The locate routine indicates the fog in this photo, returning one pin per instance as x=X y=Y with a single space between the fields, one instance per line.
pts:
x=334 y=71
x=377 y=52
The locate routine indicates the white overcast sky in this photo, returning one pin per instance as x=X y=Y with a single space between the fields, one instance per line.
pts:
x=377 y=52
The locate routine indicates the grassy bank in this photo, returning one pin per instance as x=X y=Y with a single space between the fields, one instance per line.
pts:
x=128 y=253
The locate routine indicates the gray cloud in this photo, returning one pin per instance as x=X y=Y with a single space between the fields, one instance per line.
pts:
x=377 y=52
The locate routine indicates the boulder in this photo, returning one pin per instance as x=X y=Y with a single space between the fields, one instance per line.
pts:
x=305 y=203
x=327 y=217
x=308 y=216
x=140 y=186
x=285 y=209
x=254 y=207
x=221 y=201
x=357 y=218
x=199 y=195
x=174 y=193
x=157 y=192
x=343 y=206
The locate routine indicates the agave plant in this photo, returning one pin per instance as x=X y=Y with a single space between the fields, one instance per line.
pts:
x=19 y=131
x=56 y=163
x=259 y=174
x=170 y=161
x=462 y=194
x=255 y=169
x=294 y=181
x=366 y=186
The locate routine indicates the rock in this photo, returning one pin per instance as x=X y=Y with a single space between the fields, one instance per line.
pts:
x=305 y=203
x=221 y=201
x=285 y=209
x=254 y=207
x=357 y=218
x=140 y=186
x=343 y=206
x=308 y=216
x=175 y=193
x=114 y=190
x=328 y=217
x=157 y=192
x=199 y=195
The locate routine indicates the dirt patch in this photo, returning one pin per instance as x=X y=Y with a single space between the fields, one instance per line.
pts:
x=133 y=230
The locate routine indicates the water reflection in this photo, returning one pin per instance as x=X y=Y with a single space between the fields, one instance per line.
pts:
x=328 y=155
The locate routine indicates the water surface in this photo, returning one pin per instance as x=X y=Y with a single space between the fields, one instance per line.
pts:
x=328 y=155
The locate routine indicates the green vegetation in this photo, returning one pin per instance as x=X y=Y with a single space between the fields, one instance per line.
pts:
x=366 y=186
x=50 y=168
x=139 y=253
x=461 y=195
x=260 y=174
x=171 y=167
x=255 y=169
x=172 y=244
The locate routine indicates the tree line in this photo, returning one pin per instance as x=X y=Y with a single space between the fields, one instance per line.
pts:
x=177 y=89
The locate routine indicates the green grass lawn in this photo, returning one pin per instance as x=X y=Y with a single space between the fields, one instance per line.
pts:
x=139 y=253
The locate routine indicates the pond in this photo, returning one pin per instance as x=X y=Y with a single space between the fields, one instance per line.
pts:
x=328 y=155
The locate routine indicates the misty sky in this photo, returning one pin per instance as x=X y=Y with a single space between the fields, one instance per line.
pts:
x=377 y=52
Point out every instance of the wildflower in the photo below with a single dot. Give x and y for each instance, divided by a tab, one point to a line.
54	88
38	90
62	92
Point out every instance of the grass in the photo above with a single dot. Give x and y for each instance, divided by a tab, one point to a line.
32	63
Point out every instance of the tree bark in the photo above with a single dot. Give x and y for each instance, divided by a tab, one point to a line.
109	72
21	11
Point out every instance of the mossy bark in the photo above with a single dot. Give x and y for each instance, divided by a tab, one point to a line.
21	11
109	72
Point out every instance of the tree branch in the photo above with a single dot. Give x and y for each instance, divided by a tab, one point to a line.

⁂

◆ **WHAT YOU ARE ASKED TO DO**:
Go through the listing above. Show each line where the word "green" is found.

◆ **RESULT FOR THIS TASK**:
The locate routine indicates the green vegetation in this photo, returning one pin per instance as x=X y=Y with a single space between the fields, one instance per line.
The locate routine indicates the green grass lawn in this photo, returning one pin per instance as x=X y=Y with a single space between the fields, one instance per line.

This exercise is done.